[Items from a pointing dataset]
* Begin *
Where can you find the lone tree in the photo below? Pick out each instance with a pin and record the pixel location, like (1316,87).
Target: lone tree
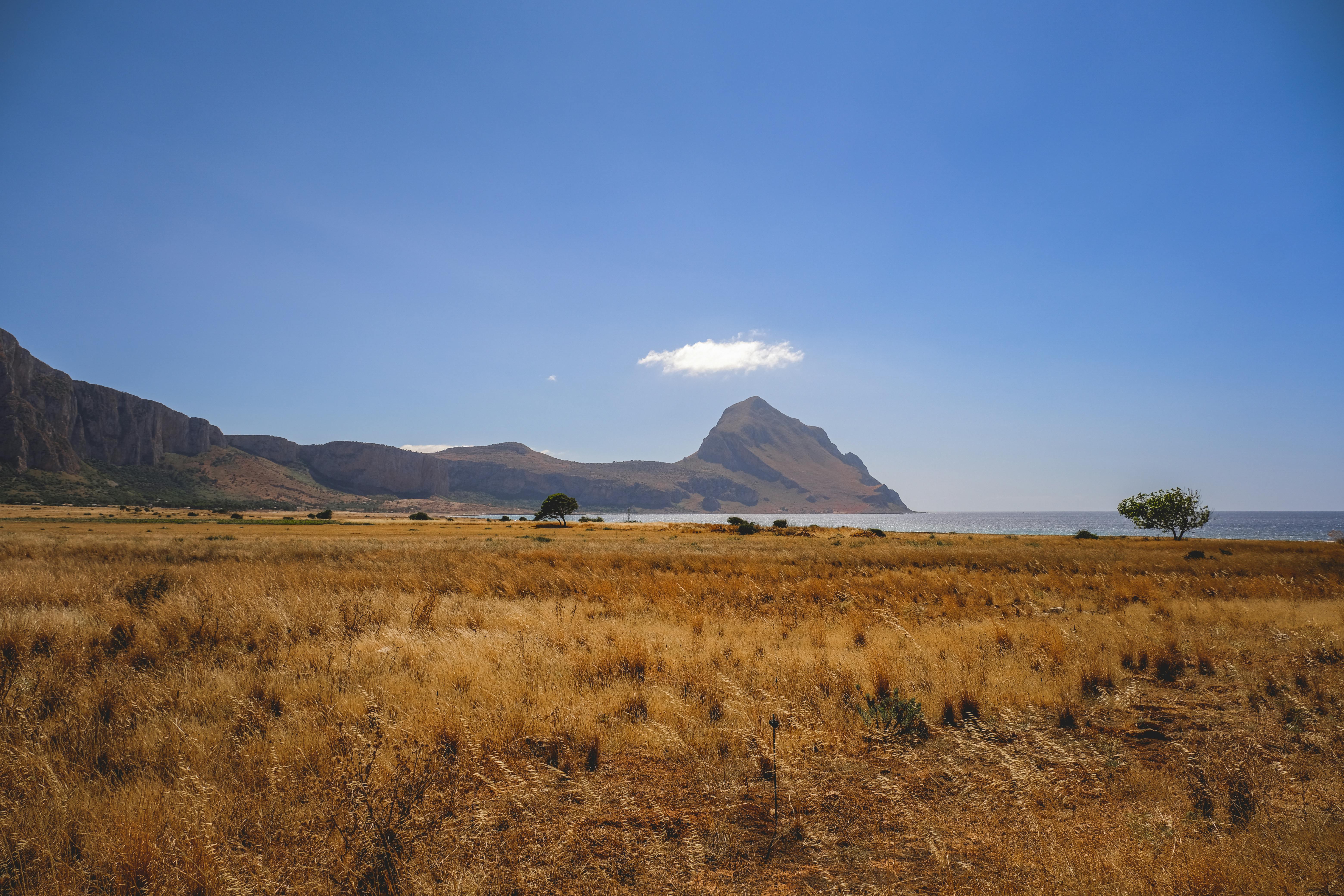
(1175,510)
(558,507)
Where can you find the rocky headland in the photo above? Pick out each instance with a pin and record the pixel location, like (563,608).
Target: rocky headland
(85,443)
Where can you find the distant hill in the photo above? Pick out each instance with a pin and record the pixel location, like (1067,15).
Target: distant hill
(68,441)
(754,460)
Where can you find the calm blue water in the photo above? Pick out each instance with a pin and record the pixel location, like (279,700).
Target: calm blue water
(1283,526)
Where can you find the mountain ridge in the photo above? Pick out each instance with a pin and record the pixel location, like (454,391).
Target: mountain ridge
(73,440)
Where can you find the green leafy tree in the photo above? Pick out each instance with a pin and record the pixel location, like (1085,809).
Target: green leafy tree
(558,507)
(1174,510)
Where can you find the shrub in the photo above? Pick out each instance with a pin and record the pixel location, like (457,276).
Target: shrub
(147,589)
(890,714)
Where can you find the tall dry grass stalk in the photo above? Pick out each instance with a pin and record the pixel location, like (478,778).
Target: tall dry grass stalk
(381,711)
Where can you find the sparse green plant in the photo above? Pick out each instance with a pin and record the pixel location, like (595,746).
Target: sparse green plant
(890,714)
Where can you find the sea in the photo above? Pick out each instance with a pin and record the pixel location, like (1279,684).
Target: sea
(1276,526)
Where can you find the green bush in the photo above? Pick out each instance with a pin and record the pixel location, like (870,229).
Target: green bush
(893,715)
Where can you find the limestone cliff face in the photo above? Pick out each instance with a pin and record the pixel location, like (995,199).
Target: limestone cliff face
(359,468)
(376,469)
(514,472)
(272,448)
(49,421)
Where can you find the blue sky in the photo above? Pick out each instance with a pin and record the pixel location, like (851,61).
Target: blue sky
(1034,256)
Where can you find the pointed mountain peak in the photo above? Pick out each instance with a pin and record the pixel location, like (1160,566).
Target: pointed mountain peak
(756,440)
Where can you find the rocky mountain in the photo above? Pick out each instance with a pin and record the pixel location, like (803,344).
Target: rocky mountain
(358,468)
(787,461)
(52,422)
(72,441)
(754,460)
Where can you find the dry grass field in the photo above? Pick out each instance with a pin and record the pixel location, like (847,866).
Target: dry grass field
(193,707)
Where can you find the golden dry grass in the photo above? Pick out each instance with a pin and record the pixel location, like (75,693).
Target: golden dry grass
(454,707)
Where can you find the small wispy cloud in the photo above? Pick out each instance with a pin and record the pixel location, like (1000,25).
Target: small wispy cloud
(718,358)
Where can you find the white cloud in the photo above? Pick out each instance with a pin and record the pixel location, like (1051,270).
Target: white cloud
(717,358)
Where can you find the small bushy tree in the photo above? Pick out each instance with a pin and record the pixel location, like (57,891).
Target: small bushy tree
* End *
Could you retype every item above word for word, omitting the pictures?

Where can you find the lone tree in the photo below? Pick out each instance with a pin and record the pixel location, like (1316,87).
Target: lone tree
(1175,510)
(558,507)
Where can you find the rocky headland in the photo above? Pick out each instance with a pin and record the pixel location, like (563,608).
Target: rocky headland
(85,443)
Where can you find the distant hill in the photo above? Pick out each instance with a pin and record the pixel location, like (1067,15).
Target: distant hill
(68,441)
(754,460)
Where can you find the calm blue water in the photo above? Pick out each instance with a pin and record the pixel location, like (279,700).
Target: calm blue water
(1283,526)
Where can you find the mountain ridge in the photo above? Pick out each instance with a pin and record the pixel location, like (454,391).
Target: mountain ridge
(73,440)
Where can you find the green leafy tree in the photo above? Pick out each instance with a pin and record the pixel location, like (1085,809).
Target: green leafy tree
(558,507)
(1174,510)
Where can you find the shrub in the photo above? Pick out each instance with a pin and record the pixel location, like (457,276).
Target: shrub
(147,589)
(890,714)
Where can you find the tall dry grass stalk in the photo above? Pick out each instance with a pin and record the pixel location, like (478,778).
Target: tall dry grass stalk
(381,711)
Where can you find the sparse green plant in the photo above? Pick out each instance with a pin and record the pixel location, like (595,746).
Target: sparse green plant
(890,714)
Where can you find the sea in the photo above? Pick out each instance with a pin and record the pixel location, like (1279,684).
Target: sea
(1276,526)
Where can you find the green bush in the photo above? Pick out each instance with a pin and record the pixel location, like (870,229).
Target: green bush
(893,715)
Where can you find the limestone cliff face in the photo above? Pick out each instance with a pin and record the pixel location, like (995,199).
Target: limestone cliff face
(359,468)
(376,469)
(514,472)
(272,448)
(49,421)
Where can you find the blue sky in the photo above? Pick out each instance with a pin and record the pixel location, like (851,61).
Target: blue sky
(1034,256)
Where can you find the pointed mountain peak in the photo above? Pick out each instance with a pin and record the pixel location, like (1160,566).
Target: pointed mountain peak
(756,440)
Where can you find the rocky mountain in the photo above? Pick out each instance with a pin and record the pixel location, like (803,344).
Target: rocky mountain
(358,468)
(787,461)
(52,422)
(72,441)
(754,460)
Where can you find the dry grass field in the photo above? Pick out each instance with a pin and record the pixel location, like (847,866).
Target: dry grass field
(193,707)
Where can you find the golden dry grass in the photo above? Pick out each instance with a pin and record the pixel location, like (75,693).
Target: golden dry grass
(454,707)
Where can you find the small wispy cloud in the photo above? Pick out each instance with a pin and record the pixel location, like (1000,25).
Target: small wispy cloud
(718,358)
Where can you find the white cloud in the photo above? Pick out each instance with a pin and record the pixel location, like (1051,270).
Target: white cloud
(717,358)
Where can you find the small bushy tree in the photo above? Pick out each instance with a pin and record the pixel location, like (57,891).
Target: small bushy tree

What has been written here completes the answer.